[Items from a dataset]
+-------+

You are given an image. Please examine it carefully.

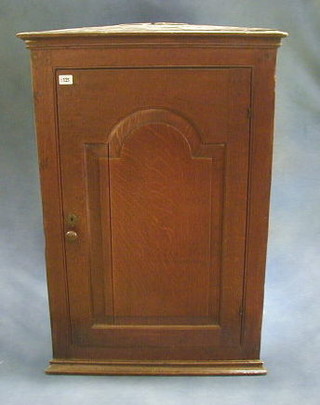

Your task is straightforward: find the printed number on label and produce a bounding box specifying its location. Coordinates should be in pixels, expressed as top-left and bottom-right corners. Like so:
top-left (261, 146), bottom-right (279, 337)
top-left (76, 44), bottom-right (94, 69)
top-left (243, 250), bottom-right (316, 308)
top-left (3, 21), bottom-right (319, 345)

top-left (59, 75), bottom-right (73, 85)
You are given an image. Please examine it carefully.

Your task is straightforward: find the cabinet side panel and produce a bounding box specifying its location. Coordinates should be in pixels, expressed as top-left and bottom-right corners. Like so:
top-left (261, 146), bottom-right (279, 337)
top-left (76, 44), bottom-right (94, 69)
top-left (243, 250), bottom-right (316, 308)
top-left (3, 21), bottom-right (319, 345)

top-left (31, 50), bottom-right (70, 357)
top-left (242, 50), bottom-right (276, 358)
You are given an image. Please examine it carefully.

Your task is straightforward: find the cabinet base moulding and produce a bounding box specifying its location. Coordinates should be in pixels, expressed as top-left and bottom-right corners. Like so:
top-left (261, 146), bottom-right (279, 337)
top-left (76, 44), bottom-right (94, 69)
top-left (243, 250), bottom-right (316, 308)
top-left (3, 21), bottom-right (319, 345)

top-left (46, 360), bottom-right (267, 376)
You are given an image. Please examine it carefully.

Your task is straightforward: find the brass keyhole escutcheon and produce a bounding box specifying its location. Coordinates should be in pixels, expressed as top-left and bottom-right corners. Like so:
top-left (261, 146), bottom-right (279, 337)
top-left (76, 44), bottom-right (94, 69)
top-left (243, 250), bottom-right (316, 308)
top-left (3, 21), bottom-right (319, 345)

top-left (66, 231), bottom-right (78, 242)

+-------+

Copy out the data from its beginning through the line containing "Your task is straightforward: find the printed", substituting "enclosing rectangle" for "bounding box" and leaving the rest unaltered. Omit the picture from your answer.

You are given an image. Please examine it carefully.


Your task is straightforward: find the printed number on label and produce a enclosing rectangle specifying its location. Coordinates should be in pixels, expressed as top-left and bottom-right corners. Like so:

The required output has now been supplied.